[Pointing records]
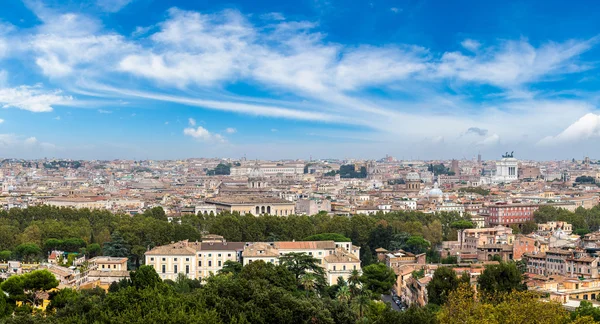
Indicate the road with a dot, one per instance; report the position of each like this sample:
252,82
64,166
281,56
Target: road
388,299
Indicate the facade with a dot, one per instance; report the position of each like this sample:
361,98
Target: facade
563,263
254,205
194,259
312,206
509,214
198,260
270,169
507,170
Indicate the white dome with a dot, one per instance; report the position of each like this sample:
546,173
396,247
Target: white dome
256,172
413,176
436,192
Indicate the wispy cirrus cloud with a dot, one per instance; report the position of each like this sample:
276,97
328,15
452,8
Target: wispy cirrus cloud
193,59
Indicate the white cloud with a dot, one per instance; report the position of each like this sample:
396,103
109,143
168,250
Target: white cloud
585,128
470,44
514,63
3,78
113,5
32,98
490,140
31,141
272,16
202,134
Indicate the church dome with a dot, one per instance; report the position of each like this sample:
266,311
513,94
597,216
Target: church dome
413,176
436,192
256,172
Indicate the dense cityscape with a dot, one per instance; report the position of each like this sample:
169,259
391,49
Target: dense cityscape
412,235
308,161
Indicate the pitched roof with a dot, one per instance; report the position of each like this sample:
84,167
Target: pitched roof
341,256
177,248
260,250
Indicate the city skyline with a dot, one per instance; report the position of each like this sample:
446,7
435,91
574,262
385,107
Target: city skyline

→ **Given exercise**
Copy the material exactly. Do not include the pictures.

→ **Full answer**
Indicate the road with a dot, one per instance; report the position of each like this sample:
252,82
64,166
281,56
Target: road
388,299
Indicate the facade with a dot, one per instance; report the position of each like this sample:
361,98
Target: facade
563,263
254,205
194,259
312,206
509,214
198,260
270,169
507,170
Indicate the white dome with a dot, one per instance; report the position of each like this sample:
546,173
396,247
Target: white dome
256,172
413,176
436,192
Indicate the wispy cirrus cloud with a dot, one per instance; report the position of each like this sample:
276,97
328,15
452,8
Target: wispy cirrus cloud
193,59
Indicate the white cloud with a dot, one per instance; report the position of each like this sample:
396,103
109,143
168,250
Target: white cloud
585,128
470,44
514,63
3,78
113,5
32,98
490,140
31,141
272,16
202,134
Indicate the church dome with a dot, one per instance; report the position of each like this sample:
266,311
513,94
597,216
Target: church dome
413,176
436,192
256,172
Indicate the dense cityscape with a dot, one per instance; report the position of each like this sample:
169,259
391,49
Target: dense cityscape
412,235
308,161
Indicate the pitched roof with a dot, one per instance; report the position of each like this sample:
84,167
Target: pitched roof
341,256
177,248
260,250
Indicate the city skyline with a dot, one per instance; report the position of each like this sample:
446,7
435,91
574,262
385,107
Target: city skyline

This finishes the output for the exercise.